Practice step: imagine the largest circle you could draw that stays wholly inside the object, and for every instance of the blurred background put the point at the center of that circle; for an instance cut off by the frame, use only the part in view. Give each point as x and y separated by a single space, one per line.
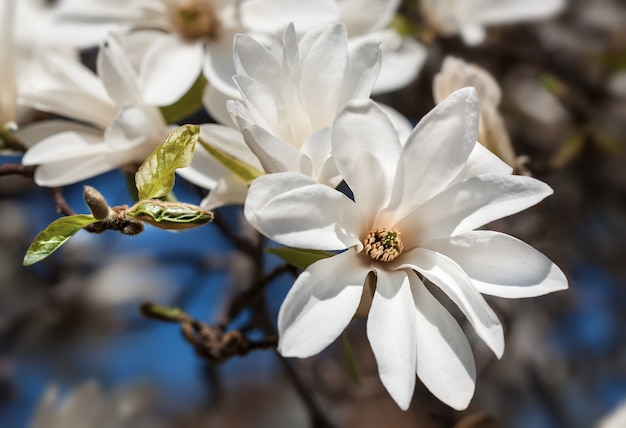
72 321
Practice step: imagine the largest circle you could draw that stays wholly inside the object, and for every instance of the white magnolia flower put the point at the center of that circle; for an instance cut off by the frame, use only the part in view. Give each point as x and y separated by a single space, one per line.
88 406
456 74
402 57
180 38
289 103
123 130
413 219
469 17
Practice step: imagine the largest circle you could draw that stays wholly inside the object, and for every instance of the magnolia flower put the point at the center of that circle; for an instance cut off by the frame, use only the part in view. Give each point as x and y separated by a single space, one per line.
402 57
122 131
469 17
88 406
289 104
455 74
413 221
180 38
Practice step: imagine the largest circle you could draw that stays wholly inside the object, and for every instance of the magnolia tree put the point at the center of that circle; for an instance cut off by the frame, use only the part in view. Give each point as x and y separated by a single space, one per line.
374 217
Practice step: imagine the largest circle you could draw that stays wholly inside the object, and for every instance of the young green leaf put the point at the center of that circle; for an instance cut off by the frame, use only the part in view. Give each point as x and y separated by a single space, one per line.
155 178
298 257
169 215
241 169
55 235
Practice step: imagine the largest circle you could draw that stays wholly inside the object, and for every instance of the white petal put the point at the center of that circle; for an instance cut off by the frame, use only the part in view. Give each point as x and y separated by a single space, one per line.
483 161
297 211
214 101
445 363
448 276
366 150
436 151
276 155
320 304
323 70
392 335
471 204
33 134
117 74
364 62
402 60
229 190
270 16
230 141
65 146
73 104
514 10
169 69
501 265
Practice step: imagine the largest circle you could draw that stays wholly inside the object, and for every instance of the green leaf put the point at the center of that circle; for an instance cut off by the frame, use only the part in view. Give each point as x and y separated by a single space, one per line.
163 313
350 360
55 235
169 215
190 103
241 169
298 257
155 178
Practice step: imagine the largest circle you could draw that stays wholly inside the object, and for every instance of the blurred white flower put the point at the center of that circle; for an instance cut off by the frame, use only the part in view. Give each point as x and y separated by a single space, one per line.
122 129
402 57
456 74
469 17
177 39
88 406
413 218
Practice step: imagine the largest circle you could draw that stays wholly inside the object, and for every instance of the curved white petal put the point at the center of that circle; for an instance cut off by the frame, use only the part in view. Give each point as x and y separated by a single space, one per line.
365 16
229 190
66 146
297 211
320 304
436 151
230 141
214 101
117 74
169 69
366 150
275 155
471 204
323 66
448 276
482 161
445 363
501 265
402 60
271 16
391 331
73 104
501 12
362 70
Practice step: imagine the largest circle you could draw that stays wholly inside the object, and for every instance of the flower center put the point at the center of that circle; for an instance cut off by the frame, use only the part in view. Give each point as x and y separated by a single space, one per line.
383 245
194 19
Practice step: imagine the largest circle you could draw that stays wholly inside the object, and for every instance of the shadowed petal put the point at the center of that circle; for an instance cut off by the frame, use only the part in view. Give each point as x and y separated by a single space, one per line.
445 363
320 304
392 335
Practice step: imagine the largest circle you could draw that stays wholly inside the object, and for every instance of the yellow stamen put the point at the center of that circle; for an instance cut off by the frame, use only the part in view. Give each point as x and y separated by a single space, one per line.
383 245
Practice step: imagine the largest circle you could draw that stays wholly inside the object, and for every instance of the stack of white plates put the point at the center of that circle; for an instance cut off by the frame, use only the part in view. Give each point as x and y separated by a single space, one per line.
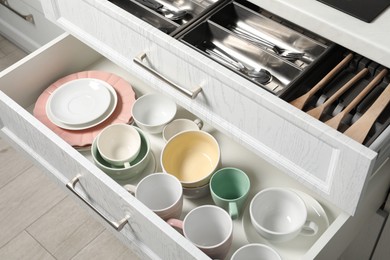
81 103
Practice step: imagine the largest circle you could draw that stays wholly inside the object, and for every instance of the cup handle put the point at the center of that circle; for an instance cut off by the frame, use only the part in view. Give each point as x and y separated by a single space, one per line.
199 123
130 188
310 228
176 223
233 210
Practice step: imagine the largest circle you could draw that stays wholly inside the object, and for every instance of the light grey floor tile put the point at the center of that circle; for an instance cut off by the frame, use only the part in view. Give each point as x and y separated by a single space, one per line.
65 229
105 246
24 200
24 247
12 163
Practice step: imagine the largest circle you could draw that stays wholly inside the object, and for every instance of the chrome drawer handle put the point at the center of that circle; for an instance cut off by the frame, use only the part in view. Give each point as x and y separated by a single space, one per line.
28 17
139 60
117 225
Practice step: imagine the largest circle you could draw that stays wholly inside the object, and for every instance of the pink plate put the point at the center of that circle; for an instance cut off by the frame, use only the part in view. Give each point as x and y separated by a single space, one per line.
83 138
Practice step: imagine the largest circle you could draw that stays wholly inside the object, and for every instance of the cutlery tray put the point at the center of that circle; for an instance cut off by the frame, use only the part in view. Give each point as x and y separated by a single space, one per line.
219 29
357 63
195 9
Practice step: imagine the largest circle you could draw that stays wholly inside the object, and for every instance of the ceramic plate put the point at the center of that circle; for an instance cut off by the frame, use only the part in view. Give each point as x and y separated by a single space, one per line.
79 101
84 138
296 248
89 123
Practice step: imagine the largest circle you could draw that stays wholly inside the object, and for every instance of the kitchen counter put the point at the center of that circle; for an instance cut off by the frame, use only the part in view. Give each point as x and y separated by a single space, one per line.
368 39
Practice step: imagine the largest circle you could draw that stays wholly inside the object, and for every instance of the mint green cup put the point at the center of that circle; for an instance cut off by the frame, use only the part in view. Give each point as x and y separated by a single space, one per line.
229 189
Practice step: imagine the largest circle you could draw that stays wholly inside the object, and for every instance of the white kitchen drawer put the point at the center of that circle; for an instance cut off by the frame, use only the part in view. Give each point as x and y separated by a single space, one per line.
146 233
329 163
29 29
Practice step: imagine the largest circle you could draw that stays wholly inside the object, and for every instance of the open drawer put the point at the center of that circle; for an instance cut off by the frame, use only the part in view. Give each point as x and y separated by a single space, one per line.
143 231
326 161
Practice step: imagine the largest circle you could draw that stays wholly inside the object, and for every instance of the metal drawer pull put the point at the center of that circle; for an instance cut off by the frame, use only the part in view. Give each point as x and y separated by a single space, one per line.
117 225
192 94
28 17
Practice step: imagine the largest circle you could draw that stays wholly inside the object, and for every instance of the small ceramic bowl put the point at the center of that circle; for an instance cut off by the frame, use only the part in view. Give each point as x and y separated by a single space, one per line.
192 157
125 173
119 144
152 112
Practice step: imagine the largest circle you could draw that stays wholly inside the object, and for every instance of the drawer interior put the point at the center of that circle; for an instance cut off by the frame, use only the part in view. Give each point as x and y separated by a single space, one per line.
293 77
258 42
73 56
169 16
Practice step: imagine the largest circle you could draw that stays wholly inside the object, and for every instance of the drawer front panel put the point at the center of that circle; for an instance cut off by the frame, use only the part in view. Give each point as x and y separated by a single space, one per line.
329 163
326 161
145 232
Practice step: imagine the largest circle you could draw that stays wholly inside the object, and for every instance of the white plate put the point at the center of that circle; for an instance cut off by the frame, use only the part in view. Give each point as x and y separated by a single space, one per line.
80 101
296 248
89 123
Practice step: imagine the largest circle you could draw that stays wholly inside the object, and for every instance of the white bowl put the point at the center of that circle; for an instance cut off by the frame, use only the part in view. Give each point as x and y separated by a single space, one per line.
152 112
119 144
125 173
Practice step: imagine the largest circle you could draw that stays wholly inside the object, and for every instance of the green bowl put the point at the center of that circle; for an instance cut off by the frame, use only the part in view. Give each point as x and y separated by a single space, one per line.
122 173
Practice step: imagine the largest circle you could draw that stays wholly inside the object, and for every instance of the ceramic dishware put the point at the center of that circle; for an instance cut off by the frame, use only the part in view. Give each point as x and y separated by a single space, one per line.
180 125
121 172
255 252
279 215
119 144
229 190
80 101
191 156
209 228
197 192
152 112
160 192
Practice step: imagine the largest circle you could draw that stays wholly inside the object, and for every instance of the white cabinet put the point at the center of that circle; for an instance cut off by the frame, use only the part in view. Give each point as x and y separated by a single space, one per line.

> [Written task]:
Write out the lines above from the one containing "the green bowl" through the last, exactly as they are.

> [The reply]:
Practice step: imagine the largest circle you could draw that stays wholly inside the object, and for every instance of the green bowl put the point at the center of that circle; for an instance cut off by the frame, use only the part in view. Give each point as x and y separated by a single space, one per line.
122 173
Practice step: imagine the largest circle you could draw that stays wholly inside the object, and for every instance of the ceramic dishware put the point at the center of that circle; for an instance cut off by the frame, use only the part in view. Give each point as x and y separated by a single space, one per line.
180 125
121 172
255 252
279 215
119 144
229 190
80 101
191 156
209 228
197 192
152 112
160 192
Practice step: imagine the largest circle you could draw that stays wholly inside the object, and for every instance of the white cabinet put the point at the center of that circle; for an instance cut off by the frame, use only the part in view. Give each point as x and y separated by a single space, one per line.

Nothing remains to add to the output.